Start Dataset records

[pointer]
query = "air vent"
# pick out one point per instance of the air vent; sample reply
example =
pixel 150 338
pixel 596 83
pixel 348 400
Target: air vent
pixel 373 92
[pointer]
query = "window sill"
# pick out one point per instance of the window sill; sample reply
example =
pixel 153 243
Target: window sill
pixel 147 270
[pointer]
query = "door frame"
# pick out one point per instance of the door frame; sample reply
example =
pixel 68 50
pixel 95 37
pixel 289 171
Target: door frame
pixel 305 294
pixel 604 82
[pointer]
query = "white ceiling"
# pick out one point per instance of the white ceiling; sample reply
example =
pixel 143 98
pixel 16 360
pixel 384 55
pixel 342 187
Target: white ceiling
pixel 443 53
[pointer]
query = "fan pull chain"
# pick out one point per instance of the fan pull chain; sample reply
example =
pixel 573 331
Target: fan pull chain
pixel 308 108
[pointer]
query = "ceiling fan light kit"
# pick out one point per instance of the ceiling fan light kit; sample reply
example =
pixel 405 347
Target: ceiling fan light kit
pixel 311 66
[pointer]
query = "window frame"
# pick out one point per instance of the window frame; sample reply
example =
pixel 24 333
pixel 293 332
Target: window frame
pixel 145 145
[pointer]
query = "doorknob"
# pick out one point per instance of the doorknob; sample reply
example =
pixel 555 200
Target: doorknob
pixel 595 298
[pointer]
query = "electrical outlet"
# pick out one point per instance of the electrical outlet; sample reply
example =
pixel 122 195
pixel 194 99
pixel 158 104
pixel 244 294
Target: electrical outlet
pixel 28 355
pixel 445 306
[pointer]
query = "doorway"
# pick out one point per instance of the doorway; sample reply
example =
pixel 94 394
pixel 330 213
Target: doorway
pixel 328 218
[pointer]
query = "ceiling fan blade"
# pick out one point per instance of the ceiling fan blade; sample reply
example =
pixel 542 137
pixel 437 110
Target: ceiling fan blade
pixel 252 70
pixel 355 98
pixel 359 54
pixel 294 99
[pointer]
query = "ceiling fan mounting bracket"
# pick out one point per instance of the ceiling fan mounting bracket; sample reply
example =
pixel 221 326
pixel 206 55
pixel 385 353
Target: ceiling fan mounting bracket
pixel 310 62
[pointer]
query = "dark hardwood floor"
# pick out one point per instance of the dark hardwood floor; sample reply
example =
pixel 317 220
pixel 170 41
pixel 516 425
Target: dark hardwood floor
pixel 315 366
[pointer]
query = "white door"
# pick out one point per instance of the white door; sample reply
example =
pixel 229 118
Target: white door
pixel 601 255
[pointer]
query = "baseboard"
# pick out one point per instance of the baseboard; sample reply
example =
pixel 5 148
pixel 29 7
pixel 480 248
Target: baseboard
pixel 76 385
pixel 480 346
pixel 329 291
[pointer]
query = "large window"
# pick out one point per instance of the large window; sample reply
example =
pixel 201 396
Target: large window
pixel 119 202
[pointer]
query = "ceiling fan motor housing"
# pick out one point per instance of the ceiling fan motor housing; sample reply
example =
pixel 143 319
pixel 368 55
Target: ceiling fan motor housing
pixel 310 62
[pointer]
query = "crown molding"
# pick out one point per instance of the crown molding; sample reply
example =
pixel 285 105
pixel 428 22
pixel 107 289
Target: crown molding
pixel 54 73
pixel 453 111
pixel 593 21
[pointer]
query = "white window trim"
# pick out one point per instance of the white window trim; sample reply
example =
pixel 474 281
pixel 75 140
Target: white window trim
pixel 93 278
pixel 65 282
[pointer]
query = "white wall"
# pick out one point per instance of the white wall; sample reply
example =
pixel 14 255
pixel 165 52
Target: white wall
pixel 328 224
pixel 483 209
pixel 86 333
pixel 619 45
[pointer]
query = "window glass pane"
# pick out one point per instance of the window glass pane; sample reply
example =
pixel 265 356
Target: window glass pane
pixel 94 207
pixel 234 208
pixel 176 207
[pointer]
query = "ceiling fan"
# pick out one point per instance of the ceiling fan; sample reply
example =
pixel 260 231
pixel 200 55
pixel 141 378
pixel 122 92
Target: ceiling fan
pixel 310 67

End Dataset records

**Problem to work on**
Return the full listing, character for character.

**Task solution**
[pointer]
query = "air vent"
# pick out one point per instance of the air vent; sample reply
example =
pixel 150 338
pixel 596 83
pixel 348 400
Target: air vent
pixel 373 92
[pointer]
query = "window sill"
# pick out one point per instance of the window sill; sample reply
example =
pixel 153 243
Target: window sill
pixel 147 270
[pointer]
query = "door frame"
# pick out one point per instance of the door frame; sample reply
example =
pixel 68 50
pixel 95 37
pixel 289 171
Target: door frame
pixel 305 294
pixel 604 82
[pointer]
query = "white ceiling"
# pick out one point per instance of the white ceiling; sample reply
example =
pixel 143 98
pixel 16 360
pixel 384 55
pixel 342 187
Target: white ceiling
pixel 443 53
[pointer]
query = "fan pull chain"
# pick out one point per instance of the fan pull chain; sample reply
example =
pixel 573 331
Target: fan pull chain
pixel 308 108
[pointer]
query = "ceiling fan light kit"
# pick out one point per instance of the ceiling fan light kit; sample reply
example =
pixel 405 347
Target: ceiling fan light kit
pixel 311 66
[pointer]
query = "window frame"
# pick out one point per instance of the window frame; sample reply
example =
pixel 24 333
pixel 293 332
Target: window frame
pixel 145 145
[pointer]
query = "doorknob"
# pick out one point per instance of the doorknob; sample reply
example =
pixel 555 200
Target: doorknob
pixel 595 298
[pointer]
query = "electrical outlet"
# pick out one point per instance of the electrical outlet; sample reply
example =
pixel 122 195
pixel 194 99
pixel 158 104
pixel 244 294
Target: electrical outlet
pixel 28 355
pixel 445 306
[pointer]
query = "doorway"
# pick out one point per instance of the doorway; sample reply
example =
pixel 94 394
pixel 330 213
Target: doorway
pixel 328 218
[pointer]
query = "ceiling fan blade"
# pick out one point per instance of the ceiling fan blade; sample reply
example =
pixel 542 137
pixel 437 110
Target: ceiling fan blade
pixel 252 70
pixel 355 98
pixel 359 54
pixel 294 99
[pointer]
query = "ceiling fan mounting bracket"
# pick out one point per instance of the ceiling fan mounting bracket; sample reply
example =
pixel 221 326
pixel 206 55
pixel 385 353
Target: ceiling fan mounting bracket
pixel 310 62
[pointer]
query = "dark hardwood floor"
# pick out one point per instance of the dark hardwood floor; sample reply
example =
pixel 317 220
pixel 170 41
pixel 516 425
Target: dark hardwood floor
pixel 315 366
[pointer]
query = "white door"
# pick out one point per instance of the white door; sample reply
example =
pixel 229 118
Target: white door
pixel 601 255
[pointer]
query = "baseboard"
# pick out one point per instance of the baseboard; sample reply
example =
pixel 5 148
pixel 29 7
pixel 480 248
Target: baseboard
pixel 76 385
pixel 480 346
pixel 329 291
[pointer]
query = "large window"
# pick out one point per instance of the large window; sample reply
example =
pixel 201 396
Target: large window
pixel 119 202
[pointer]
query = "ceiling fan motor housing"
# pick out one point per instance of the ceiling fan motor housing; sample reply
example =
pixel 143 319
pixel 368 55
Target: ceiling fan motor housing
pixel 310 62
[pointer]
query = "crown molding"
# pick out one point per instance of the crown molding; sample reply
example =
pixel 285 105
pixel 428 22
pixel 107 289
Target: crown molding
pixel 54 73
pixel 453 111
pixel 593 21
[pointer]
query = "white window trim"
# pick out one point per instance of the white window trim; sample reply
example =
pixel 474 281
pixel 75 140
Target: white window trim
pixel 93 278
pixel 65 282
[pointer]
query = "white wall"
# pick out one point per instance of the white wall; sample reply
example =
pixel 14 255
pixel 165 52
Target: white wall
pixel 328 224
pixel 483 209
pixel 86 333
pixel 619 45
[pointer]
query = "window glass pane"
# pick out one point per instance of the window glass pane; sample reply
example =
pixel 265 356
Target: window glass pane
pixel 94 207
pixel 234 208
pixel 176 207
[pointer]
query = "ceiling fan"
# pick out one point per instance of the ceiling fan; sample reply
example =
pixel 260 231
pixel 200 55
pixel 141 378
pixel 122 92
Target: ceiling fan
pixel 310 67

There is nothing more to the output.